## What the task asks
Continue the article about filmmaker Neil Creque Williams and his short film David's Reverie, picking up right after its last sentence.

## Given passage
With his debut film, Neil Creque Williams sounds a triumphant note for people living with epilepsy
For any filmmaker, making the rounds at major film festivals is a measure of success. But for Neil Creque Williams, whose 20-minute short feature, David’s Reverie, is about a musician living with epilepsy, seeing his film on the marquee is also a personal victory. He, too, was diagnosed with the disease.
Williams was 12 years old when he experienced his first tonic-clonic seizure. Although his parents, teachers and friends were loving and supportive, having epilepsy changed the way he interacted with the world. “I became more reserved socially,” he says. “I didn’t want to have a seizure in front of anyone.”
Williams made his first movie at age seven. He received his MFA from the University of Southern California’s School of Cinematic Arts. David’s Reverie was his thesis project.

## Records shown

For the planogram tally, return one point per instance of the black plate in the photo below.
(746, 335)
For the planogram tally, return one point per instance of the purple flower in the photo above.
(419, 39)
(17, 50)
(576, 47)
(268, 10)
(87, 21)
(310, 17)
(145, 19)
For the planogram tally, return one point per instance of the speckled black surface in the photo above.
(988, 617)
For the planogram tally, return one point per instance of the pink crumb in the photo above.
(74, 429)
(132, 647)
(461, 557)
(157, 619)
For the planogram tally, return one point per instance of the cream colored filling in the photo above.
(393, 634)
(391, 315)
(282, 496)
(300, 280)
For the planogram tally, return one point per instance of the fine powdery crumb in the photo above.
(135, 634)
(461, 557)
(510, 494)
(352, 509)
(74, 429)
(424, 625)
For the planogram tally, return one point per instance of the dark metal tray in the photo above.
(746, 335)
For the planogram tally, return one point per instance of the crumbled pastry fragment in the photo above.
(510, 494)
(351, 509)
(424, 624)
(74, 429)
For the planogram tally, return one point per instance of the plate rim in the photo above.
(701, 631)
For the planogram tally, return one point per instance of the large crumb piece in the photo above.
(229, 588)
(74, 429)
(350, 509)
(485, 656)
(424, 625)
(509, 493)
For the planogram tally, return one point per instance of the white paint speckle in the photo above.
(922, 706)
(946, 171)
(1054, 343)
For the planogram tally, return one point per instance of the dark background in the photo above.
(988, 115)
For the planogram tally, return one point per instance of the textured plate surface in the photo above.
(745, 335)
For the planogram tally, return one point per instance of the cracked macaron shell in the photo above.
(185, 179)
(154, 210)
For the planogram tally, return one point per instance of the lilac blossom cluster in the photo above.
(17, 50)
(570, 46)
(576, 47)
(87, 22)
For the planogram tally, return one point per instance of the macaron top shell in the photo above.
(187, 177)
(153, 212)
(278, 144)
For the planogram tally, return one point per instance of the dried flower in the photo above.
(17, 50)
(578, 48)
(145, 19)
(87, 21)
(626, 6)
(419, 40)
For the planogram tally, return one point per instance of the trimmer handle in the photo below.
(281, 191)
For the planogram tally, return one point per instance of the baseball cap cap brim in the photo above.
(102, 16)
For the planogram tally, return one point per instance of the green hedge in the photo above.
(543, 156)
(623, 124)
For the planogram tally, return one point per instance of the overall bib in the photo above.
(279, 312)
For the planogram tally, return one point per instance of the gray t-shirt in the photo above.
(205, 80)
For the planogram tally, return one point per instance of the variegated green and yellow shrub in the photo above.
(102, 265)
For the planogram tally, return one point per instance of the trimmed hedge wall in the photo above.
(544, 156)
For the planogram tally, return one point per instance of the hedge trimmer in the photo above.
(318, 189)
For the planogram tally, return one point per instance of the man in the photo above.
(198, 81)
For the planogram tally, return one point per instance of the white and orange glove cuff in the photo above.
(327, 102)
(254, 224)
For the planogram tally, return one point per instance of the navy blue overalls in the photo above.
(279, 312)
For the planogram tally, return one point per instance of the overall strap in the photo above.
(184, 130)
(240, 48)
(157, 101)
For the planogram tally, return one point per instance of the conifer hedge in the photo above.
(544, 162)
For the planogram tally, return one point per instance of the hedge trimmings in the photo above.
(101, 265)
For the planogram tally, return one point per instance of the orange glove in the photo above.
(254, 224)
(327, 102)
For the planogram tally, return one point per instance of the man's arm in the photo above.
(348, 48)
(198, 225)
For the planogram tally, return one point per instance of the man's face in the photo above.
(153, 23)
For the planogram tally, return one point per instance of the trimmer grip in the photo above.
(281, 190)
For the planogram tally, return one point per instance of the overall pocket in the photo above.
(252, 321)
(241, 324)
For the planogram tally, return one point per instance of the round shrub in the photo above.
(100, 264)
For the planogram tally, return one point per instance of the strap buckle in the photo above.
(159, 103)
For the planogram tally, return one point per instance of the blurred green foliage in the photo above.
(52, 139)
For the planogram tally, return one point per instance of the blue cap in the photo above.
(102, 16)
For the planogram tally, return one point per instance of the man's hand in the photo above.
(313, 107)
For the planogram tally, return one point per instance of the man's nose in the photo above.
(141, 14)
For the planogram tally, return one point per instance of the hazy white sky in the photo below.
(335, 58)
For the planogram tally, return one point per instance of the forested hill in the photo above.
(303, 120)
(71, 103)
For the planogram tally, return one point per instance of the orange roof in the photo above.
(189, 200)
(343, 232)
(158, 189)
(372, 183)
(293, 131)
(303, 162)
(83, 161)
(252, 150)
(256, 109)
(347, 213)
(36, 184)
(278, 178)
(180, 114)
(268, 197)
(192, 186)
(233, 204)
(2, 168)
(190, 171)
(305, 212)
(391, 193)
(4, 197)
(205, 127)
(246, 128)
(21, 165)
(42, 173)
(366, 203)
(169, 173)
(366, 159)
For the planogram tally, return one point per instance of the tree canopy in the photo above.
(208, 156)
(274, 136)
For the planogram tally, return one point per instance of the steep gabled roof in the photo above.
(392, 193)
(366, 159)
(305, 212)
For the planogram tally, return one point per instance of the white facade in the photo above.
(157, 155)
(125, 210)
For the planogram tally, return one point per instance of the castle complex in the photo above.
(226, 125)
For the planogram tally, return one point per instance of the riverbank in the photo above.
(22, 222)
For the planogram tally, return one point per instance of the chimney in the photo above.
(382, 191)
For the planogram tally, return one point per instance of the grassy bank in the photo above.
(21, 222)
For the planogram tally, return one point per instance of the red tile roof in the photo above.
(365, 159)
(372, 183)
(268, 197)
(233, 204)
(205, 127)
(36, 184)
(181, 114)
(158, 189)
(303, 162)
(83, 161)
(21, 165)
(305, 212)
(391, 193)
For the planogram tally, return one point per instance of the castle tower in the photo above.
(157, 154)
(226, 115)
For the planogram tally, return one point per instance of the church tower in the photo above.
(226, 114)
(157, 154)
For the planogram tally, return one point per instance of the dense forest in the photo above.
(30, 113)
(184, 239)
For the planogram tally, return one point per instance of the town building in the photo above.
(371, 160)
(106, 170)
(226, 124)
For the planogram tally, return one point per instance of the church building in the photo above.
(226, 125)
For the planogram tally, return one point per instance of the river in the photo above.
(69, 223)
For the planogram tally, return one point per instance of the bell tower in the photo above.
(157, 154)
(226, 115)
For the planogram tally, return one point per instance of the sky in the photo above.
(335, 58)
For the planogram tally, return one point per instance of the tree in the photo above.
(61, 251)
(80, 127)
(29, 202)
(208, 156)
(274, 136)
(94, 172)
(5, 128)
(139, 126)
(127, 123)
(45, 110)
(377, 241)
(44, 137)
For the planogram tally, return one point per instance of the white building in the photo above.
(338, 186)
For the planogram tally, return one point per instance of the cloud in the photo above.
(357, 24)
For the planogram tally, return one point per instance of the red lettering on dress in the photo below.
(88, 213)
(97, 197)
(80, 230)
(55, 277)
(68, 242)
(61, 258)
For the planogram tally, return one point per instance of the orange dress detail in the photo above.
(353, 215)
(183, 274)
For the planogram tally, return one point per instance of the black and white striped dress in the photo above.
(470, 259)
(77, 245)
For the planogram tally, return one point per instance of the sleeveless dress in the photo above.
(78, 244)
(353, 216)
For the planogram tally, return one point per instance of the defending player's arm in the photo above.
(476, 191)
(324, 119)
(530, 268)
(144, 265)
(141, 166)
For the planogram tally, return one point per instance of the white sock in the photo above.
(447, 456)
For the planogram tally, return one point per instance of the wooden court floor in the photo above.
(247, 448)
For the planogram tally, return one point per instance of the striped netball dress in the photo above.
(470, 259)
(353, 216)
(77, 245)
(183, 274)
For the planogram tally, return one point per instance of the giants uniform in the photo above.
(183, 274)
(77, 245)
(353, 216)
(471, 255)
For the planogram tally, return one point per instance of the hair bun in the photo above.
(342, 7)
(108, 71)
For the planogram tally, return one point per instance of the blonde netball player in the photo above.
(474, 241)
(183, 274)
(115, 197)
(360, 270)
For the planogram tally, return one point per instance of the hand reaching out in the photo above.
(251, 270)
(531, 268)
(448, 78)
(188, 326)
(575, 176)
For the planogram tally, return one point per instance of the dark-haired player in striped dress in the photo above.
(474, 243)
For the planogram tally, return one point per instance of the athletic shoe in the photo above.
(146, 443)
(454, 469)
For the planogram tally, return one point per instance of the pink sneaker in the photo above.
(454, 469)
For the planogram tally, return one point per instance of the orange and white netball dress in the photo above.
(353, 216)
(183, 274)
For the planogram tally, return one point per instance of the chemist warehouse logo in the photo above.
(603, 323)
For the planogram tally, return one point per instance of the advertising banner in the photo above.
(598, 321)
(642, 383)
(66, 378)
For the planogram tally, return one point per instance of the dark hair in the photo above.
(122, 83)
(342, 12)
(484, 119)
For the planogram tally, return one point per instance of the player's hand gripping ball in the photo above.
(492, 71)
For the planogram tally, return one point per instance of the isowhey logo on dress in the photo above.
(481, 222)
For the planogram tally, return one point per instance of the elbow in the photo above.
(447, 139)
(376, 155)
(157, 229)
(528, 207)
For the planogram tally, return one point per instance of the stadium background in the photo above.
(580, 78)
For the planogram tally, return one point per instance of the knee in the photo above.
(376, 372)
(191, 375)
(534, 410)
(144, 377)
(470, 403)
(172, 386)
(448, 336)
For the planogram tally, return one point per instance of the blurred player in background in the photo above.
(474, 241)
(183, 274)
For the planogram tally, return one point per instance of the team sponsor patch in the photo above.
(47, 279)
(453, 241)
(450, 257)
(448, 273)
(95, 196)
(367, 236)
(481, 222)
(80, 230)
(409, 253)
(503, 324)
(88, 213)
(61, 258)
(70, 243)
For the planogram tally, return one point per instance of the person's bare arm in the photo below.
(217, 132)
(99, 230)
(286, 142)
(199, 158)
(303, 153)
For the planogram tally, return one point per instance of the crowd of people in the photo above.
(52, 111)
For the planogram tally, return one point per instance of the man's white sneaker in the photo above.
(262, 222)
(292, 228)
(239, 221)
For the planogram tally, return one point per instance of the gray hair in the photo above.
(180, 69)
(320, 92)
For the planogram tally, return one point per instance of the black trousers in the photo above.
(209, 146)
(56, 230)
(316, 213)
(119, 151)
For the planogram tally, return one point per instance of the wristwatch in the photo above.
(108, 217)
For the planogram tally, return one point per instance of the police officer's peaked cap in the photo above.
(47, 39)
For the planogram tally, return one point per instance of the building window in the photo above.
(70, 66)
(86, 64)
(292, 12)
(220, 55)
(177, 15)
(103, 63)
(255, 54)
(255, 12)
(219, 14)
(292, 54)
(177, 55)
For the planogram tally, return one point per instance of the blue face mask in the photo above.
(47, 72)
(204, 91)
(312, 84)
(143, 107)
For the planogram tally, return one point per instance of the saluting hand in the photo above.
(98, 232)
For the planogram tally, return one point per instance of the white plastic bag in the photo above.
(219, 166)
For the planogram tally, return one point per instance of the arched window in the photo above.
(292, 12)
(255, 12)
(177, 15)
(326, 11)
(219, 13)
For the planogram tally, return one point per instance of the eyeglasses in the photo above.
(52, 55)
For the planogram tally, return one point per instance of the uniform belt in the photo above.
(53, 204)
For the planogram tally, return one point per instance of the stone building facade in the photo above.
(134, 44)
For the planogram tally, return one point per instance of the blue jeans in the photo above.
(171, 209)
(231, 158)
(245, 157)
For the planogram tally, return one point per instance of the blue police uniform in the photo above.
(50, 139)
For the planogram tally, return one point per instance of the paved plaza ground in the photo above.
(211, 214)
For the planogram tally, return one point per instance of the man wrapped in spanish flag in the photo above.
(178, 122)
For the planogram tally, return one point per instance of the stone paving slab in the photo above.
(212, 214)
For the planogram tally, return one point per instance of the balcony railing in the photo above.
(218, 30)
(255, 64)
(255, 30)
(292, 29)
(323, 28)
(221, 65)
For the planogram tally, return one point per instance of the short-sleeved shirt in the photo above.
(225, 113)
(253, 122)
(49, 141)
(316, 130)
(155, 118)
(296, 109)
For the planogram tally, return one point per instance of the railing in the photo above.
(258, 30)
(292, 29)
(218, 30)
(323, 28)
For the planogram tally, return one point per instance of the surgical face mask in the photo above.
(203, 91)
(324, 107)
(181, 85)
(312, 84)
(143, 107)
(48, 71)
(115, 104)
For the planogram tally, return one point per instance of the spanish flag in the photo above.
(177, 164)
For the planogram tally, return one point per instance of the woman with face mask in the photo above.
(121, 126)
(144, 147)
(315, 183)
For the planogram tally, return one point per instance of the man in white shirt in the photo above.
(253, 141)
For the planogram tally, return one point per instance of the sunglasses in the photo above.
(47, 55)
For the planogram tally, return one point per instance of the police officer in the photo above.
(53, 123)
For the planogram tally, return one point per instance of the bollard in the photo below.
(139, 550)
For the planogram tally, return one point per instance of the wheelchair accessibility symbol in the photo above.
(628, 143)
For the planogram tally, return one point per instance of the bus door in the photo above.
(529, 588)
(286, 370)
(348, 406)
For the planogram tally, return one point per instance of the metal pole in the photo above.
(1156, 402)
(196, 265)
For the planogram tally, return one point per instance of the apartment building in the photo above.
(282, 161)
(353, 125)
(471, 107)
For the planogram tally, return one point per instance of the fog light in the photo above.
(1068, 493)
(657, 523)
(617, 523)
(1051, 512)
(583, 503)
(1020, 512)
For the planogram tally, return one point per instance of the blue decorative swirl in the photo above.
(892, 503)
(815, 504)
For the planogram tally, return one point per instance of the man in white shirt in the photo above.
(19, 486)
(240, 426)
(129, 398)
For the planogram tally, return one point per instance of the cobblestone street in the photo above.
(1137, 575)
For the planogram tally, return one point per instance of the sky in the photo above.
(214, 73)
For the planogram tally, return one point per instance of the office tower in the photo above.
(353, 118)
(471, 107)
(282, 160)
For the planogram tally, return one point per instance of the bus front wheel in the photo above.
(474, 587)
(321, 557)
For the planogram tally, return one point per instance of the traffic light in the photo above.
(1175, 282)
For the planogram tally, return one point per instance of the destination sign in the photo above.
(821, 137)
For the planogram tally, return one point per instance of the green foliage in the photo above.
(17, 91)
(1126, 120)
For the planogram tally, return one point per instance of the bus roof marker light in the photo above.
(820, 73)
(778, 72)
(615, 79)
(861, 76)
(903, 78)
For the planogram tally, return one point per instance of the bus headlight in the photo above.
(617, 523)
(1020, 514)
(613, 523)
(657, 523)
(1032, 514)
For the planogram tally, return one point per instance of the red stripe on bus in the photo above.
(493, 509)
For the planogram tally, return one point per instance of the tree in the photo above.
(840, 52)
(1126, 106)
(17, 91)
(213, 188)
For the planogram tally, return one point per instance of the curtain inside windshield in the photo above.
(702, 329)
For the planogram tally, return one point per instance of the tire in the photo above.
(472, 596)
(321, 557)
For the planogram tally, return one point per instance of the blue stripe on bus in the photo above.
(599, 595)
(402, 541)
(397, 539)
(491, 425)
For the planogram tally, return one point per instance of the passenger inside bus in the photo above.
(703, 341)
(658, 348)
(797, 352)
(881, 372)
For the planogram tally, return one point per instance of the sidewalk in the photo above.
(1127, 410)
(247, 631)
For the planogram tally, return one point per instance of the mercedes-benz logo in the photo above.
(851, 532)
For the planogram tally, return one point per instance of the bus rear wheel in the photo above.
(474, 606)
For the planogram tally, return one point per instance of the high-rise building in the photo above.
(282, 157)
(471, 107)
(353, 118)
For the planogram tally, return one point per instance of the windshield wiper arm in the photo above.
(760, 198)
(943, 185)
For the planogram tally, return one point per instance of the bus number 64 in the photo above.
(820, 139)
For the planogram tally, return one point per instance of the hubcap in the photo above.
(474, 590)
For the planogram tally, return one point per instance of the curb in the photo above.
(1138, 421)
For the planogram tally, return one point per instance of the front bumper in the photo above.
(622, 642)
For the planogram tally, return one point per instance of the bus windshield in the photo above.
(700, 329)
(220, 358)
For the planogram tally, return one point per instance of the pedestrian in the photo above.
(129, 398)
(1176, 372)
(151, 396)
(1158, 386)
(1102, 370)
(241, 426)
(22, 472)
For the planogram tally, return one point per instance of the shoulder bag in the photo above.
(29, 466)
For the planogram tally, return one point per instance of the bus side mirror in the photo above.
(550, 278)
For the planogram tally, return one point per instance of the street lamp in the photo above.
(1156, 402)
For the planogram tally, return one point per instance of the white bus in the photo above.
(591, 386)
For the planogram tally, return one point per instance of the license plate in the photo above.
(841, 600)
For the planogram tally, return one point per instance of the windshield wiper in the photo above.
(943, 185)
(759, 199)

## Answer to this problem
The movie tells the story of a young jazz musician (played by Brandon Fobbs from The Wire) who must reconcile the reality of his epilepsy with the pressures of being a pro musician. For Williams it was an example of art imitating life. “I never told people about my history with epilepsy until I made this film,” he says. “The movie was my opportunity to talk about it publicly.”
David’s Reverie captures the challenges that people with seizures often experience. Like the character David, Williams stopped taking his antiseizure medication for a while in his 20s. And like the film’s hero, Williams decided to take care of himself by getting back on meds in order to stay on track with his career. “There’s a way to live your life and have this disorder,” he says, “but you have to admit you have the disorder first.”
The film has been well received. David’s Reverie has been shown at festivals such as the Los Angeles International Short Film Festival, the city’s Pan African Film Festival and USC First Film Festival; New Voices in Black Cinema at BAMcinématek in Brooklyn, New York; and the North Carolina Black Film Festival and RiverRun International Film Festival, also in North Carolina. “It’s been really awesome to screen the film in different parts of the country,” Williams says. A feature-length version of David’s Reverie is now in development.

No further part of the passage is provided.